▸ DOCUMENT PASSAGE
####################

Oliver Thornton and Mary Griswold Thornton
Oliver was the third son of Joseph and Lucretia Calkins Thornton. He was born September 6, 1806 in Pickering, Ontario, Canada.
In June, 1827 he married Mary Griswold. Mary was born February 22, 1812, making her just 15 when she married the then 20 year-old Oliver. Their marriage took place in Pickering where they continued to live for several years.
Mary's parents were Amos Griswold and Eleanor Staats. We don't know anything about Amos' parents. Eleanor's parents and Mary's grandparents were Casper Staats and Mary McVey.
Eleanor had received a grant of land in Canada because Casper was a "United Empire Loyalist". According to the United Empire Loyalists Association of Canada, United Empire Loyalists were those who had been settled in the thirteen colonies at the outbreak of the American Revolution, who remained loyal to and took up the Royal Standard, and who settled in what is now Canada at the end of the war. Actually, that seems impossible since Casper was supposedly born about 1766 in Connecticutt so he would have been just 10 at the start of the Revolution. We don't know anything about Casper's parents, but it's likely they were the loyalists.

####################

▸ RECORDED DATA
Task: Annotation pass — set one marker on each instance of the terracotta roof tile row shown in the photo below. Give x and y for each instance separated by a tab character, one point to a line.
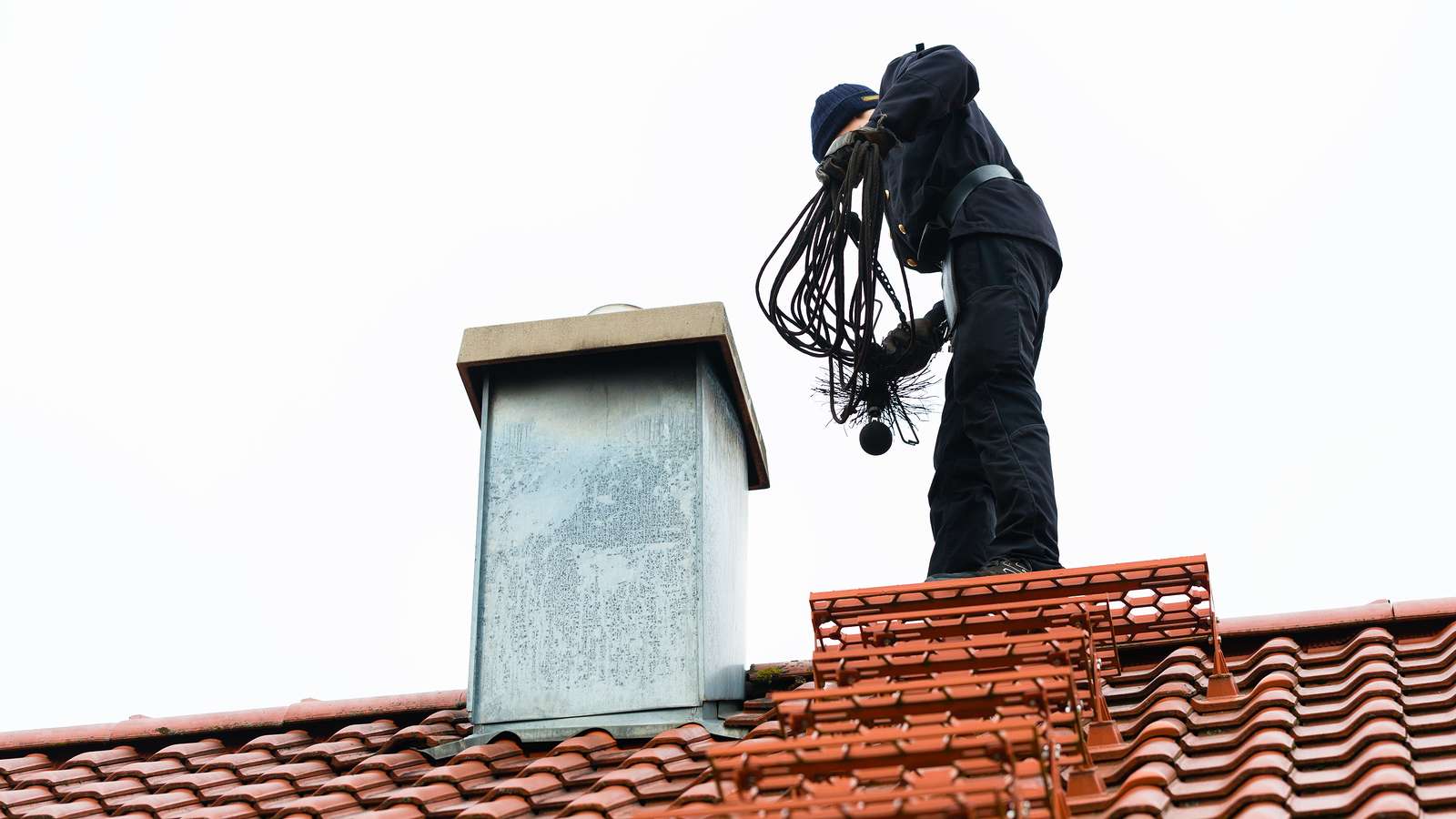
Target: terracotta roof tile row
1107	671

####################

▸ WHAT TO PRODUCE
Could you repeat the passage about Oliver and Mary Griswold Thornton word for word?

▸ FULL ANSWER
Oliver Thornton and Mary Griswold Thornton
Oliver was the third son of Joseph and Lucretia Calkins Thornton. He was born September 6, 1806 in Pickering, Ontario, Canada.
In June, 1827 he married Mary Griswold. Mary was born February 22, 1812, making her just 15 when she married the then 20 year-old Oliver. Their marriage took place in Pickering where they continued to live for several years.
Mary's parents were Amos Griswold and Eleanor Staats. We don't know anything about Amos' parents. Eleanor's parents and Mary's grandparents were Casper Staats and Mary McVey.
Eleanor had received a grant of land in Canada because Casper was a "United Empire Loyalist". According to the United Empire Loyalists Association of Canada, United Empire Loyalists were those who had been settled in the thirteen colonies at the outbreak of the American Revolution, who remained loyal to and took up the Royal Standard, and who settled in what is now Canada at the end of the war. Actually, that seems impossible since Casper was supposedly born about 1766 in Connecticutt so he would have been just 10 at the start of the Revolution. We don't know anything about Casper's parents, but it's likely they were the loyalists.